- City: Adelaide, South Australia, Australia
- League: Australian Junior Ice Hockey League
- Founded: 2 September 2015
- Home arena: Ice Arena
- Colours: (2015–present)
- Owner: Ice Hockey South Australia
- General manager: Jason Gyer
- Head coach: Neil Boyle
- Captain: Ryan Foll

Franchise history
- 2015–present: Adelaide Generals

Championships
- Regular season titles: 2 (2018), (2019)
- AJIHL Championships: 1 (2017)

= Adelaide Generals =

The Adelaide Generals are an Australian junior ice hockey team based in Adelaide, South Australia playing in the second tier of the Australian Junior Ice Hockey League referred to as AJIHL Tier 2. They represent the first junior ice hockey team from South Australia as part of the proposed 2nd expansion of the AJIHL, which is the most elite level for ice hockey at a national level for ages between 16–20 years old.

^^^^^^^^^^^^^^^^

EXERCISE A
Filter the records and copy every line that contains the string "neck".
The Adelaide Generals article and the records are unrelated material.

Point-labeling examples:
^^^^^^^^^^^^^^^^

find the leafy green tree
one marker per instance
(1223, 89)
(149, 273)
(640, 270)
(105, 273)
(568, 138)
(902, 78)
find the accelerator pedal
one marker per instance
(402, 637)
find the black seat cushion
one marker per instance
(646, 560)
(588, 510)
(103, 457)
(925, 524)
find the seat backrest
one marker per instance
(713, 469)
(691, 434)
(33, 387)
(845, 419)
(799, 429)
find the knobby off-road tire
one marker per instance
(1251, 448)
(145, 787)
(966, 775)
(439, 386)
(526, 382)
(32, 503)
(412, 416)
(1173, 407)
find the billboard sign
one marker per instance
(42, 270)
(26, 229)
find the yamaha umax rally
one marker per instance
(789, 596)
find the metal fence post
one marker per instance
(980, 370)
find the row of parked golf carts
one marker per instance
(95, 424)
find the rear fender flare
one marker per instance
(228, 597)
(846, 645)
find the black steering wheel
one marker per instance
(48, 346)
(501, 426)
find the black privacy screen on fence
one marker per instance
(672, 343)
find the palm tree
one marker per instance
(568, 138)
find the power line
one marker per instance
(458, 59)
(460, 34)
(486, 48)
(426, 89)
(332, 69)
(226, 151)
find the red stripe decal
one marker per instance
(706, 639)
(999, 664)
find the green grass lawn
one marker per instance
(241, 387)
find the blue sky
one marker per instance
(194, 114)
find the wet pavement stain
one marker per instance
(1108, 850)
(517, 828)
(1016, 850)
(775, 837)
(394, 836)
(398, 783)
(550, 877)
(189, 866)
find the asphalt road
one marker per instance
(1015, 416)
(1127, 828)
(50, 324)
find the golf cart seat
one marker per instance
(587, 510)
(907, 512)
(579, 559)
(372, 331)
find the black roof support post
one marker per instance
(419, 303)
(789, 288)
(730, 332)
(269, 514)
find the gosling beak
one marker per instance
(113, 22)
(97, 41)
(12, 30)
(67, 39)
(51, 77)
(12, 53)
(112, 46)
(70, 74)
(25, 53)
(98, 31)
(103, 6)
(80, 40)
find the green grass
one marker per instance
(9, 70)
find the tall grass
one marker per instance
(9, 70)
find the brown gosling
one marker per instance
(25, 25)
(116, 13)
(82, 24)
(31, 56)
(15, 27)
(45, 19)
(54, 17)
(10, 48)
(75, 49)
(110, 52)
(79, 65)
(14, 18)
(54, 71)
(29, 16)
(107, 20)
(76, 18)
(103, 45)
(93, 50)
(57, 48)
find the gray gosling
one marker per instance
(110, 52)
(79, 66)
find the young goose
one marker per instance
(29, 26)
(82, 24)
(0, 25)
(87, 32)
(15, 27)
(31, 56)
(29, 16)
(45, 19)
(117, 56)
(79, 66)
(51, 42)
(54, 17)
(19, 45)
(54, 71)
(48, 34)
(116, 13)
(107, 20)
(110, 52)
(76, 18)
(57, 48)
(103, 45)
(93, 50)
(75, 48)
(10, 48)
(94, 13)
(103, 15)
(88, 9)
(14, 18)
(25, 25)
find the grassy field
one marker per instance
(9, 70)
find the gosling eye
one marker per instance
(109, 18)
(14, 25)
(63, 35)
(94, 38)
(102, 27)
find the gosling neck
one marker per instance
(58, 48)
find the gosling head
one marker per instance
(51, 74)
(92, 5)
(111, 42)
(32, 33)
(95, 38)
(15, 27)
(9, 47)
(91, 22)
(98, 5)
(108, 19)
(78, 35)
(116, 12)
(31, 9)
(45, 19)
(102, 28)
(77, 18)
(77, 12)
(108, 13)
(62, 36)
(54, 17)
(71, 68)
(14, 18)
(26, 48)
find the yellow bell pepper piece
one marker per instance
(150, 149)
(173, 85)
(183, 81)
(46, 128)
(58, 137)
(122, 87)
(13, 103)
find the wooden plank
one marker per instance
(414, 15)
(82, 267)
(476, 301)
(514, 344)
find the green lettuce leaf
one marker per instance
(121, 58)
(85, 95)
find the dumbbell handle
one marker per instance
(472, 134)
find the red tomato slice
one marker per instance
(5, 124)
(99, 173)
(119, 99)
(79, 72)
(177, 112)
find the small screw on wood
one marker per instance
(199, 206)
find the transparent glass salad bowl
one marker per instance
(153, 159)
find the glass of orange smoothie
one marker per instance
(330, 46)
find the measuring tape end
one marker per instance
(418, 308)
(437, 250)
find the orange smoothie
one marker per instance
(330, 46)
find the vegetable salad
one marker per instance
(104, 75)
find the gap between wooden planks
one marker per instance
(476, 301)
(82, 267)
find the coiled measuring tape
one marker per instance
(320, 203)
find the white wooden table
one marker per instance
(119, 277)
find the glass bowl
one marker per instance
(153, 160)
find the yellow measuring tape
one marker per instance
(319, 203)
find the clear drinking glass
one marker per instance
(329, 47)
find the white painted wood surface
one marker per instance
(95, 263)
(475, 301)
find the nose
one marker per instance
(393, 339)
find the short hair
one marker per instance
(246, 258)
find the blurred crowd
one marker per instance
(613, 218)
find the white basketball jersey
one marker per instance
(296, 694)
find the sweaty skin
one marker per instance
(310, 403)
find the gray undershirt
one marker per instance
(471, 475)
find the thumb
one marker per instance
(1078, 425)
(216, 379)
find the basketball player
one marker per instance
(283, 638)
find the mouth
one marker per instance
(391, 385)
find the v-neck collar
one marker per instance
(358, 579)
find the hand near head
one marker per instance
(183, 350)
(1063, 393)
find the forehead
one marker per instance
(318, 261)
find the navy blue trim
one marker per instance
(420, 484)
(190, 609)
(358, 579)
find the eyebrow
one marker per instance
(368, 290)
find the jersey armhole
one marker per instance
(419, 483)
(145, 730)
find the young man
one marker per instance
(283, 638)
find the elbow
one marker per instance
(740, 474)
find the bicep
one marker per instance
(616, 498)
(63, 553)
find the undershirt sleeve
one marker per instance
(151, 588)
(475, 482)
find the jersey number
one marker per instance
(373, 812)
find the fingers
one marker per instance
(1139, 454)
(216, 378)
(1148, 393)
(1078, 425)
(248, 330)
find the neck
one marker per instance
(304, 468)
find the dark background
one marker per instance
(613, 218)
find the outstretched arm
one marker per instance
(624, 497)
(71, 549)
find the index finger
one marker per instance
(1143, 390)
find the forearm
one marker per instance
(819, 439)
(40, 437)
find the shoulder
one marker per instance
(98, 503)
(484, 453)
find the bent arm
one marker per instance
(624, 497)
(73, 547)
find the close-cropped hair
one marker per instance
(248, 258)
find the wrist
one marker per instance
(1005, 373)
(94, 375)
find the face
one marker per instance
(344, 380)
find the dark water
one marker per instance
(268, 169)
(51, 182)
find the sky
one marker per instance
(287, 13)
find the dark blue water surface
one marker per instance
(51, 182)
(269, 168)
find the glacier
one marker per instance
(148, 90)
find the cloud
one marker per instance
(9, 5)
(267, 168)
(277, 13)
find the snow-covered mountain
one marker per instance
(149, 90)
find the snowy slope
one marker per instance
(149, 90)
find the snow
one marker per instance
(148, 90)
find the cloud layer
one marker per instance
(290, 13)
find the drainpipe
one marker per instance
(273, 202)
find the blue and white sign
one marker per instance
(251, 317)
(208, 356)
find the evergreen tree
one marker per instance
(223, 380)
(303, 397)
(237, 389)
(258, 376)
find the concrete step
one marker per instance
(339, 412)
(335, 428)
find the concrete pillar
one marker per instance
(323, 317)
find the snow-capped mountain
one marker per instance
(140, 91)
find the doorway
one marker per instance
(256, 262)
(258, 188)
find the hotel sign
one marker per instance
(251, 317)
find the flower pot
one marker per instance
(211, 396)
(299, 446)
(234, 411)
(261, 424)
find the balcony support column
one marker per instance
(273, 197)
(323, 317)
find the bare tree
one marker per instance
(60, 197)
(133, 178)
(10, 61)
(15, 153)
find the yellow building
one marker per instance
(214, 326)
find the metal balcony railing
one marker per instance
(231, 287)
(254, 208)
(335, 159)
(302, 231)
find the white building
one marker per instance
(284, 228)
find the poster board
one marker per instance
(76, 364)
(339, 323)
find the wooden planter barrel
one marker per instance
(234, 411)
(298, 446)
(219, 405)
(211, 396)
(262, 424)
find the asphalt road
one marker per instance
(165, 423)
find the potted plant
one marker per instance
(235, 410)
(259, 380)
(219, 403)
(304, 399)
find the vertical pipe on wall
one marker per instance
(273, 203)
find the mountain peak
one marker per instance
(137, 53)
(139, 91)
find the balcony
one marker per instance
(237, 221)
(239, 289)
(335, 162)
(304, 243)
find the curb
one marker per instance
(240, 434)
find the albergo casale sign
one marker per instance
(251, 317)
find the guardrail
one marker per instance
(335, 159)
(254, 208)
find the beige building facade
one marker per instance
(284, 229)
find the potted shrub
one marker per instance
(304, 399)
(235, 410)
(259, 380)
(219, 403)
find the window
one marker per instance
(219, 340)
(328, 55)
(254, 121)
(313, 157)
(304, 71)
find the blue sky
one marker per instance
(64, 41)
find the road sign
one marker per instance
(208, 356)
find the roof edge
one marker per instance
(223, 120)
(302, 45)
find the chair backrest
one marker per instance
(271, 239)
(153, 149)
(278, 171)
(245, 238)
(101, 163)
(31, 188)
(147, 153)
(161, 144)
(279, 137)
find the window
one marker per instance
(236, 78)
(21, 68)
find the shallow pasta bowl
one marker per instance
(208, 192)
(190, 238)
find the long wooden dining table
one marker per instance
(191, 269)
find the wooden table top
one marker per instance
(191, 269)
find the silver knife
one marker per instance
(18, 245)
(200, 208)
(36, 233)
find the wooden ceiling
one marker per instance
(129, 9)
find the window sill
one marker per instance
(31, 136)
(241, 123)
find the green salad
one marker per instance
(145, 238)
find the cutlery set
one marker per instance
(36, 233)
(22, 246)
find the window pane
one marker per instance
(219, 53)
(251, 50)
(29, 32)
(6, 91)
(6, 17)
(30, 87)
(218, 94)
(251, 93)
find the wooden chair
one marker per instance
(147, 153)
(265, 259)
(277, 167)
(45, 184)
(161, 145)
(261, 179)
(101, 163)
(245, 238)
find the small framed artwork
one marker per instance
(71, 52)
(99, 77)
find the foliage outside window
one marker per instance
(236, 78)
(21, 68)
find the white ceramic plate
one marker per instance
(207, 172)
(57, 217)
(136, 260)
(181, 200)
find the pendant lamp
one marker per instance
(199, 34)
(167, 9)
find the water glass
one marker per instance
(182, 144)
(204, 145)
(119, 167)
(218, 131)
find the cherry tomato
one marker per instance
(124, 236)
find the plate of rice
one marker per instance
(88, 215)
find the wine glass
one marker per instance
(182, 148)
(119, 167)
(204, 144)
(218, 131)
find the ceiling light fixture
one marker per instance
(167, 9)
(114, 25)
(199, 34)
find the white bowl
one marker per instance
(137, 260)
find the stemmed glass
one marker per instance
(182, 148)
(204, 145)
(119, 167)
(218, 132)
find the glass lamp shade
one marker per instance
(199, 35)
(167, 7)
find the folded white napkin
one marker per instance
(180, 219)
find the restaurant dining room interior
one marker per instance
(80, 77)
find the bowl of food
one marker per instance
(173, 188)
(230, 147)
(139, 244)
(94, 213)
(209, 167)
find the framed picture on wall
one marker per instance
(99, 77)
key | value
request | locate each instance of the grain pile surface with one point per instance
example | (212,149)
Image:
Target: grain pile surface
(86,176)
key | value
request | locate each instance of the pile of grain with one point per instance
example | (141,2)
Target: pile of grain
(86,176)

^^^^^^^^^^^^^^^^

EXERCISE B
Proceed with the Adelaide Generals article, writing on from its last sentence.

TASK RESPONSE A
find the gosling neck
find the v-neck collar
find the neck

TASK RESPONSE B
==Team history==
South Australia began posting recruitment for a team into the AJIHL as early as 16 March 2014 when a poster for tryouts was announced via a social media account stating try outs were to begin on 30 March 2014 in preparation for the 2014–15 AJIHL season.

At the beginning of the 2015–16 AJIHL season, a proposal for the next expansion in the AJIHL was made by Ice Hockey Australia to include teams from the Australian states of Queensland and South Australia and the Australian Capital Territory. A Wild Card entry was created in the AJIHL playoffs structure but no further public information would be made available for months but plans to form junior teams in each of these states was underway.

At 18:00 on 21 January 2016, the official announcement of the AJIHL Tier 2 competition was made and details of the team roster and competition times were released.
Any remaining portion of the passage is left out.